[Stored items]
┌────────

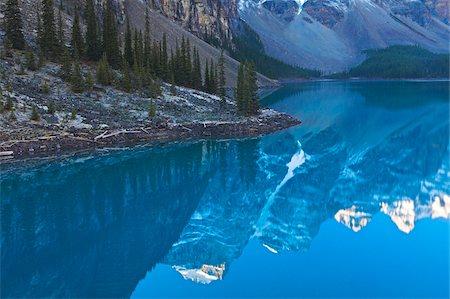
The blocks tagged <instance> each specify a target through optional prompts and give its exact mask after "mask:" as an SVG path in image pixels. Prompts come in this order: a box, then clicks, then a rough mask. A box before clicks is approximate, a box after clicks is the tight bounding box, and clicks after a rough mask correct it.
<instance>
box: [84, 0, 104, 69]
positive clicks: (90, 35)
mask: <svg viewBox="0 0 450 299" xmlns="http://www.w3.org/2000/svg"><path fill="white" fill-rule="evenodd" d="M85 18H86V36H85V40H86V57H87V58H88V59H90V60H93V61H97V60H99V59H100V55H101V48H100V39H99V28H98V25H97V18H96V16H95V7H94V0H87V1H86V9H85Z"/></svg>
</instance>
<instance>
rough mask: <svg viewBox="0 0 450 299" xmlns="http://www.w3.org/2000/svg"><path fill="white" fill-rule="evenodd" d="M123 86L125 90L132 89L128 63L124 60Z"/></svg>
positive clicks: (129, 71) (127, 90) (122, 67)
mask: <svg viewBox="0 0 450 299" xmlns="http://www.w3.org/2000/svg"><path fill="white" fill-rule="evenodd" d="M121 87H122V89H123V90H124V91H126V92H130V91H131V88H132V86H131V75H130V70H129V66H128V63H127V62H126V61H125V60H124V61H123V64H122V80H121Z"/></svg>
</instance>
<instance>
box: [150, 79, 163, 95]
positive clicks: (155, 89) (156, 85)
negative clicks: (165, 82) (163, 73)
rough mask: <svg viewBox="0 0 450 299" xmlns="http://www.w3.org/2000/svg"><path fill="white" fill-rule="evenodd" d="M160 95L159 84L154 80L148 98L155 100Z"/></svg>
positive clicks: (158, 82)
mask: <svg viewBox="0 0 450 299" xmlns="http://www.w3.org/2000/svg"><path fill="white" fill-rule="evenodd" d="M161 95H162V89H161V82H160V81H159V80H154V81H153V82H152V83H151V84H150V97H151V98H157V97H159V96H161Z"/></svg>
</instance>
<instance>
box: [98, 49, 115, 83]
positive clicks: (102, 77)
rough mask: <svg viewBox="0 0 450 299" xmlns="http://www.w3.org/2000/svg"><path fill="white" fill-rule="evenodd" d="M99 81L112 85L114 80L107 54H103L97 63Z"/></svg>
mask: <svg viewBox="0 0 450 299" xmlns="http://www.w3.org/2000/svg"><path fill="white" fill-rule="evenodd" d="M97 82H98V83H100V84H103V85H110V84H111V82H112V78H111V70H110V66H109V63H108V59H107V58H106V54H103V56H102V59H100V61H99V63H98V65H97Z"/></svg>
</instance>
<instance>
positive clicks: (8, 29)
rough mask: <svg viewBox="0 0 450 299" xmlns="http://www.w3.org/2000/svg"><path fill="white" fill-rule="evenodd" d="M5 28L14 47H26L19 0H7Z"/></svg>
mask: <svg viewBox="0 0 450 299" xmlns="http://www.w3.org/2000/svg"><path fill="white" fill-rule="evenodd" d="M4 15H5V16H4V28H5V33H6V38H7V40H8V41H9V42H10V43H11V45H12V47H13V48H14V49H18V50H23V49H25V39H24V37H23V24H22V15H21V13H20V7H19V1H18V0H7V1H6V7H5V11H4Z"/></svg>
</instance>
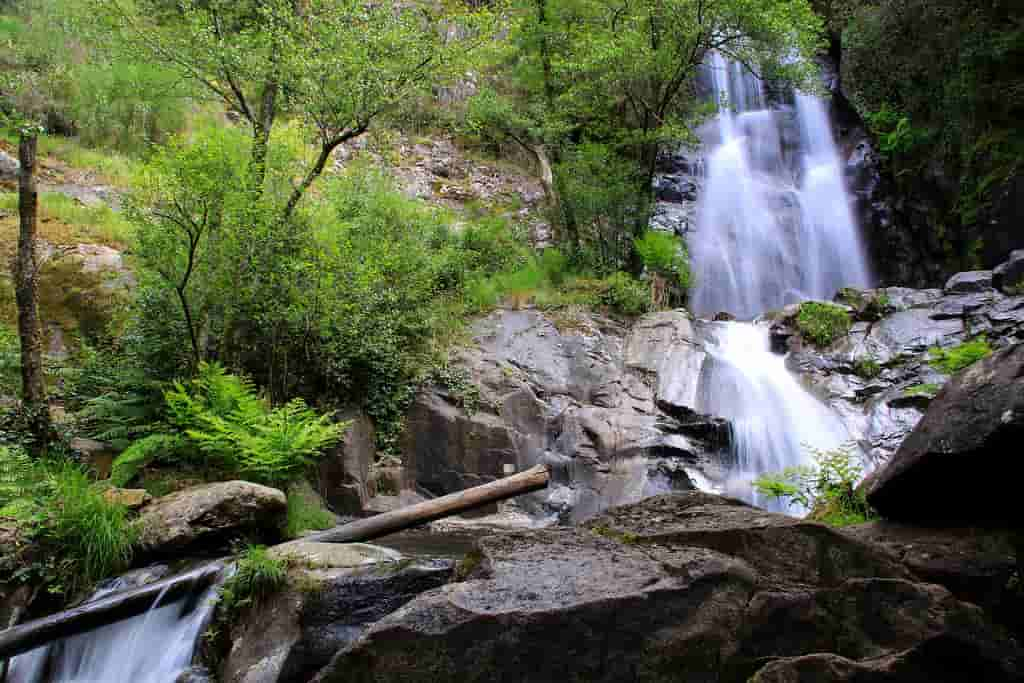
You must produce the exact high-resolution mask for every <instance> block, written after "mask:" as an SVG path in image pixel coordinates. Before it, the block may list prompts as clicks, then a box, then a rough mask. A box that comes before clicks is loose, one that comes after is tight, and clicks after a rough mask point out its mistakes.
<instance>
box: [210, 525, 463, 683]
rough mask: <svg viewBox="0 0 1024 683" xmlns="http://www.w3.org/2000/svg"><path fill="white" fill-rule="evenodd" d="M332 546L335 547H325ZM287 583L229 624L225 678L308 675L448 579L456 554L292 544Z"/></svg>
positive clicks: (362, 547) (304, 679)
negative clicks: (364, 632)
mask: <svg viewBox="0 0 1024 683" xmlns="http://www.w3.org/2000/svg"><path fill="white" fill-rule="evenodd" d="M325 546H330V547H327V548H326V547H325ZM285 548H287V551H285V554H287V555H288V556H289V557H290V558H291V559H292V560H293V568H292V569H291V570H290V571H289V578H288V584H287V586H286V587H285V588H284V589H283V590H281V591H279V592H276V593H274V594H273V595H272V596H270V597H269V598H267V599H266V600H264V601H263V602H261V603H259V604H257V605H254V606H253V607H251V608H249V609H248V610H246V611H244V612H243V613H242V614H240V615H239V617H238V618H236V620H234V621H233V623H232V624H231V625H229V626H230V629H229V634H228V639H229V641H230V650H229V652H228V653H227V656H226V657H225V659H224V660H223V663H222V665H221V667H220V677H219V679H218V680H220V681H223V682H224V683H285V682H292V681H296V682H299V681H301V682H304V681H308V680H309V679H310V678H311V677H312V676H313V675H314V674H315V673H316V672H317V671H318V670H319V669H321V668H322V667H324V666H325V665H326V664H328V663H329V661H330V660H331V657H332V656H333V655H334V654H335V653H336V652H337V651H338V650H339V649H343V648H344V647H346V646H347V645H349V644H350V643H352V642H354V641H355V640H356V639H358V637H359V636H360V635H361V634H362V632H364V631H366V630H367V629H368V628H369V626H370V625H371V624H373V623H374V622H376V621H378V620H380V618H381V617H383V616H384V615H386V614H388V613H390V612H392V611H394V610H395V609H398V608H399V607H400V606H401V605H403V604H404V603H407V602H409V601H410V600H412V599H413V598H414V597H415V596H417V595H418V594H420V593H422V592H424V591H427V590H430V589H434V588H437V587H439V586H441V585H442V584H444V583H446V582H447V581H449V580H451V578H452V574H453V571H454V563H453V562H451V561H428V560H420V561H416V562H409V561H403V560H401V556H400V555H398V554H396V553H394V552H393V551H389V550H387V549H384V548H378V547H376V546H367V545H362V544H310V543H303V542H298V543H294V544H287V546H286V547H285Z"/></svg>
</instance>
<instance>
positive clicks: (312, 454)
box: [113, 364, 347, 485]
mask: <svg viewBox="0 0 1024 683" xmlns="http://www.w3.org/2000/svg"><path fill="white" fill-rule="evenodd" d="M164 397H165V400H166V403H167V418H166V419H167V424H166V425H162V426H161V427H160V428H159V430H158V428H156V427H155V428H154V432H155V433H153V434H150V435H147V436H145V437H143V438H141V439H139V440H137V441H135V442H133V443H132V444H131V445H130V446H129V447H128V449H127V450H126V451H125V452H124V453H122V454H121V455H120V456H119V457H118V458H117V460H115V462H114V468H113V476H114V477H115V481H116V482H117V483H118V484H124V483H127V481H129V480H131V478H133V477H134V475H135V473H137V471H138V470H139V469H140V468H141V467H144V466H145V465H146V464H148V463H151V462H153V461H154V460H156V459H158V458H160V457H162V456H163V457H167V456H173V455H174V454H188V453H190V452H191V451H195V450H198V451H200V452H201V453H202V454H203V456H204V457H205V460H204V462H203V464H204V465H206V466H208V467H209V466H212V467H214V468H220V469H222V470H226V471H228V472H231V473H234V474H238V475H240V476H244V477H246V478H249V479H252V480H254V481H259V482H262V483H268V484H274V485H281V484H285V483H288V482H289V481H292V480H295V479H296V478H298V477H299V476H301V474H302V473H303V471H304V470H305V469H306V468H307V467H308V466H309V465H311V464H312V463H313V462H314V461H315V459H316V457H317V456H318V455H319V454H321V452H322V451H323V450H324V449H325V447H327V446H329V445H331V444H332V443H334V442H336V441H337V440H338V439H339V438H341V434H342V432H343V431H344V429H345V428H346V426H347V425H346V424H344V423H334V422H332V420H331V418H330V416H327V415H324V416H317V415H316V413H314V412H313V411H312V410H310V409H309V408H307V407H306V404H305V402H304V401H303V400H301V399H295V400H292V401H290V402H289V403H286V404H285V405H282V407H280V408H275V409H271V408H269V407H268V405H267V403H266V402H265V401H263V400H262V399H260V398H259V397H258V396H257V395H256V388H255V386H254V384H253V383H252V381H251V380H249V379H248V378H245V377H241V376H238V375H231V374H228V373H227V372H226V371H225V370H224V369H223V368H222V367H221V366H219V365H217V364H202V365H201V366H200V372H199V376H198V377H196V378H195V379H193V380H189V381H188V382H175V383H174V385H173V387H172V388H171V389H169V390H168V391H167V392H165V394H164ZM193 457H195V456H193Z"/></svg>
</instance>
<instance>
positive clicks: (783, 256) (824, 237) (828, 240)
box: [689, 53, 869, 319]
mask: <svg viewBox="0 0 1024 683" xmlns="http://www.w3.org/2000/svg"><path fill="white" fill-rule="evenodd" d="M709 70H710V72H711V81H712V83H713V85H714V89H715V92H716V95H717V97H718V99H719V101H720V102H722V110H721V112H720V114H719V116H718V119H717V126H716V129H715V131H713V133H712V134H711V135H710V136H709V138H710V139H709V140H708V144H709V145H710V146H711V154H710V155H709V158H708V164H707V168H708V180H707V188H706V191H705V195H703V198H702V201H701V205H700V209H699V212H698V217H697V229H696V231H695V232H694V233H693V234H691V236H690V238H689V245H690V250H691V253H692V255H693V269H694V273H695V278H696V286H695V288H694V291H693V296H692V302H691V303H692V307H693V310H694V312H696V313H697V314H701V315H710V314H714V313H716V312H718V311H728V312H729V313H732V314H733V315H735V316H736V317H738V318H740V319H753V318H754V317H756V316H757V315H758V314H760V313H763V312H765V311H767V310H770V309H776V308H781V307H782V306H784V305H785V304H788V303H794V302H797V301H803V300H806V299H828V298H831V297H833V295H834V294H835V293H836V291H837V290H839V289H840V288H843V287H861V288H864V287H867V286H868V284H869V274H868V268H867V263H866V259H865V256H864V250H863V248H862V246H861V242H860V237H859V234H858V230H857V225H856V222H855V221H854V218H853V214H852V212H851V209H850V198H849V195H848V193H847V190H846V187H845V185H844V182H843V175H842V167H841V164H840V156H839V152H838V150H837V147H836V142H835V140H834V138H833V133H831V127H830V125H829V122H828V117H827V114H826V111H825V108H824V104H823V103H822V101H821V100H820V99H819V98H817V97H813V96H810V95H805V94H799V93H798V94H797V95H796V108H795V111H791V110H783V109H774V110H773V109H767V108H766V105H765V95H764V86H763V84H762V83H761V82H760V81H759V80H758V79H757V78H756V77H755V76H754V75H753V74H751V73H750V72H749V71H746V70H745V69H743V68H742V67H740V66H739V65H738V63H736V62H730V61H728V60H726V59H725V57H723V56H722V55H721V54H718V53H716V54H713V55H712V57H711V63H710V65H709ZM794 123H795V124H796V126H794V125H793V124H794ZM716 135H717V137H716Z"/></svg>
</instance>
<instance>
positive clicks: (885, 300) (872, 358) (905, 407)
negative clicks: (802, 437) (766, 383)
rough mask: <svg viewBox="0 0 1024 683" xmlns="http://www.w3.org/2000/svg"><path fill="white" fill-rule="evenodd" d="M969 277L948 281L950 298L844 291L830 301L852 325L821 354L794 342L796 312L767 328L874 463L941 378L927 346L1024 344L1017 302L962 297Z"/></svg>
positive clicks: (917, 292) (1022, 326)
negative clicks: (975, 341) (858, 442)
mask: <svg viewBox="0 0 1024 683" xmlns="http://www.w3.org/2000/svg"><path fill="white" fill-rule="evenodd" d="M969 274H971V275H972V276H967V275H965V276H963V278H962V276H959V275H957V276H955V278H953V280H952V281H951V283H950V284H951V286H952V287H951V291H952V292H953V293H950V294H946V293H943V292H942V291H941V290H911V289H906V288H899V287H889V288H882V289H877V290H867V291H864V292H856V291H844V292H843V293H841V295H840V296H839V297H838V299H837V300H839V301H841V302H842V303H846V304H849V305H851V307H852V308H853V310H854V323H853V326H852V328H851V330H850V332H849V334H847V335H846V336H844V337H842V338H840V339H839V340H837V341H836V342H835V343H834V344H833V345H831V346H829V347H828V348H825V349H817V348H814V347H812V346H810V345H807V344H802V343H800V341H799V339H798V335H797V332H796V326H795V325H794V324H793V323H792V319H791V318H792V317H793V316H795V315H796V309H794V310H793V311H787V313H785V314H783V315H780V316H779V319H777V321H776V323H775V324H774V327H773V330H772V332H773V337H774V339H775V341H776V344H777V346H778V347H779V350H792V351H793V353H792V354H791V355H790V357H788V358H787V365H788V367H790V369H791V370H792V371H794V372H797V373H800V374H801V375H802V379H803V380H804V381H805V382H806V383H807V384H808V385H809V386H810V387H811V388H812V389H813V390H814V392H815V393H816V394H817V395H819V396H820V397H821V398H823V399H824V400H825V401H826V402H827V403H828V404H829V405H831V408H833V409H834V410H835V411H836V412H837V413H838V414H839V415H840V416H841V417H842V418H843V420H844V422H845V423H846V426H847V429H848V431H849V432H850V434H851V435H852V436H853V437H854V438H855V439H856V440H857V441H859V442H860V443H861V445H862V446H863V447H864V450H865V451H866V452H867V453H868V454H869V456H870V457H871V460H872V462H873V463H874V464H882V463H885V462H886V461H887V460H888V459H889V458H891V457H892V455H893V454H894V453H895V452H896V450H897V449H898V447H899V445H900V444H901V443H902V442H903V440H904V439H905V438H906V436H907V435H908V434H909V433H910V431H911V430H912V429H913V428H914V427H915V426H916V424H918V422H919V421H920V420H921V419H922V417H923V416H924V414H925V411H927V410H928V405H929V403H930V402H931V400H932V399H933V397H934V395H935V393H936V392H937V391H938V389H939V388H940V387H941V386H942V385H943V384H944V383H945V382H946V381H947V379H948V377H947V376H946V375H943V374H942V373H941V372H940V371H939V370H938V369H936V368H935V367H933V366H932V365H931V364H930V360H931V356H930V349H931V348H933V347H940V348H951V347H954V346H956V345H958V344H962V343H964V342H966V341H968V340H970V339H972V338H974V337H976V336H986V337H987V338H988V339H989V342H990V343H991V344H992V346H994V347H996V348H998V347H1002V346H1007V345H1011V344H1014V343H1018V342H1020V341H1024V296H1005V295H1004V294H1001V293H1000V292H998V291H996V290H993V289H991V288H990V287H989V288H988V289H985V290H982V291H975V292H964V291H961V290H963V289H964V287H969V286H968V285H966V283H977V278H975V276H973V273H969ZM981 280H982V282H987V279H985V278H982V279H981ZM970 288H971V289H974V285H971V286H970Z"/></svg>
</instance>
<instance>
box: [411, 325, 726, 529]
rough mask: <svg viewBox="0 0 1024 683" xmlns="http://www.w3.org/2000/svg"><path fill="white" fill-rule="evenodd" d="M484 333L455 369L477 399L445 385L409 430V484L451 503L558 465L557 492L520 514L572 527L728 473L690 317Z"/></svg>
mask: <svg viewBox="0 0 1024 683" xmlns="http://www.w3.org/2000/svg"><path fill="white" fill-rule="evenodd" d="M473 333H474V342H475V344H474V346H473V347H471V348H469V349H466V350H464V351H461V352H460V353H459V354H458V355H457V356H456V357H455V358H454V359H453V362H452V368H453V369H454V370H453V372H461V373H464V374H465V378H466V381H467V383H468V384H469V385H471V386H473V387H476V388H478V391H479V398H478V400H472V401H469V400H467V399H466V396H464V395H460V393H459V390H457V389H453V388H451V387H445V386H441V385H438V386H434V387H432V388H430V389H429V390H427V391H425V392H423V393H421V394H420V395H419V397H418V398H417V399H416V402H415V404H414V405H413V409H412V411H411V412H410V414H409V416H408V418H407V430H406V437H404V443H403V464H404V467H406V468H407V479H408V481H407V485H410V486H412V485H417V486H420V487H422V488H423V489H425V490H426V492H428V493H430V494H433V495H441V494H446V493H452V492H455V490H460V489H463V488H467V487H469V486H473V485H477V484H480V483H485V482H486V481H489V480H493V479H494V478H496V477H499V476H501V475H502V473H503V471H504V468H505V466H507V465H511V466H513V467H515V468H516V469H517V470H522V469H525V468H528V467H531V466H532V465H536V464H537V463H539V462H547V463H549V464H551V465H552V466H553V467H554V469H555V483H554V485H553V486H552V487H551V488H549V490H548V492H546V494H543V495H536V496H532V497H529V498H526V499H524V500H525V502H524V503H523V505H524V507H526V508H527V509H528V510H530V511H532V512H535V513H538V514H541V515H543V516H554V517H557V518H560V519H563V520H567V519H582V518H585V517H587V516H590V515H593V514H595V513H597V512H599V511H601V510H603V509H605V508H607V507H608V506H610V505H615V504H620V503H624V502H630V501H636V500H640V499H641V498H643V497H645V496H650V495H653V494H657V493H664V492H667V490H674V489H687V488H692V487H693V479H694V478H696V479H698V480H705V479H707V478H709V477H712V476H714V473H715V471H716V470H717V469H721V467H722V453H723V450H724V446H725V445H726V441H727V438H728V428H727V425H726V424H725V422H724V421H721V420H714V419H709V418H705V417H702V416H698V415H696V414H695V413H693V411H692V410H691V407H692V404H693V402H692V401H693V399H694V397H695V395H696V388H697V382H698V376H699V371H700V366H701V362H702V357H703V351H702V350H701V349H700V347H699V344H698V343H697V342H696V333H695V331H694V326H693V322H692V321H691V319H690V317H689V315H688V314H687V313H686V312H685V311H669V312H664V313H655V314H652V315H648V316H645V317H643V318H641V319H640V321H638V322H637V323H636V324H635V325H634V326H633V327H632V328H627V327H626V326H624V325H622V324H620V323H616V322H614V321H610V319H607V318H604V317H600V316H597V315H591V314H584V313H579V314H570V313H562V314H553V315H551V316H548V315H545V314H544V313H541V312H539V311H534V310H500V311H497V312H495V313H494V314H492V315H489V316H487V317H485V318H483V319H482V321H480V322H478V323H477V324H476V325H475V326H474V328H473ZM467 409H469V410H467ZM470 411H472V412H470Z"/></svg>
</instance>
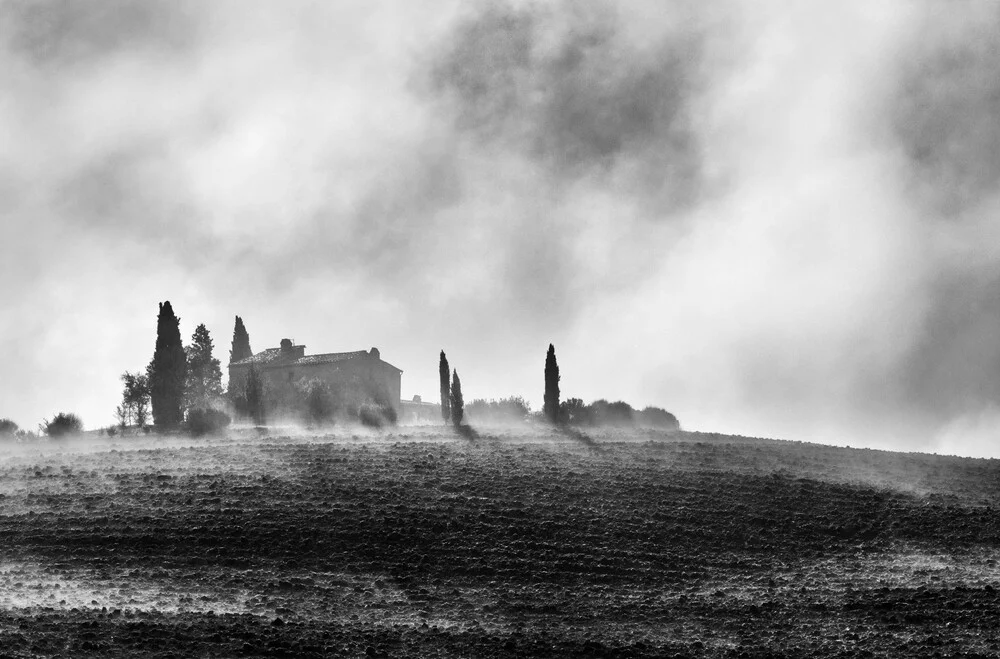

└────────

### [Your assignment]
Rewrite the data above from its start through the line containing "positive clicks: (90, 35)", swapping "rough mask" for "coarse mask" and keeping all else unchanged. Return only those lines, without the pictures.

### [Answer]
The blocks tagged <instance> each specify a target through optional prompts and give its exact mask after "mask:" as an SVG path in image pixels. Prompts come in this order: a box, then clicks, then a coarse mask. A box before clicks is approximate, a box after clicks is the tight bounding box, and clicks after a coarse mask correct it.
<instance>
box: [84, 0, 104, 69]
positive clicks: (90, 35)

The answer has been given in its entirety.